··· EXCERPTED RECORDS

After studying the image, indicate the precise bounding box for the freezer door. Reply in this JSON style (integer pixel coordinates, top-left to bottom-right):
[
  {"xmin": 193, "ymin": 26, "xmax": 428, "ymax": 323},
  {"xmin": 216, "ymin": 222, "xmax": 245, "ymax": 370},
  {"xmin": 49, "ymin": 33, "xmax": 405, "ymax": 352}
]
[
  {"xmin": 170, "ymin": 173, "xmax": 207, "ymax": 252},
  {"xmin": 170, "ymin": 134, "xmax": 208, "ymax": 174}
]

······

> TASK DETAILS:
Rewrite the rows above in full, substituting "oven door" for "freezer door" and keeping every other character the same.

> TASK RESULT:
After studying the image, indicate the precise bounding box for the oven door. Reply in this JSON style (integer pixel coordinates, top-left to bottom-right):
[
  {"xmin": 193, "ymin": 26, "xmax": 428, "ymax": 323},
  {"xmin": 216, "ymin": 222, "xmax": 245, "ymax": 370},
  {"xmin": 49, "ymin": 33, "xmax": 405, "ymax": 352}
]
[
  {"xmin": 170, "ymin": 173, "xmax": 207, "ymax": 252},
  {"xmin": 170, "ymin": 134, "xmax": 208, "ymax": 174}
]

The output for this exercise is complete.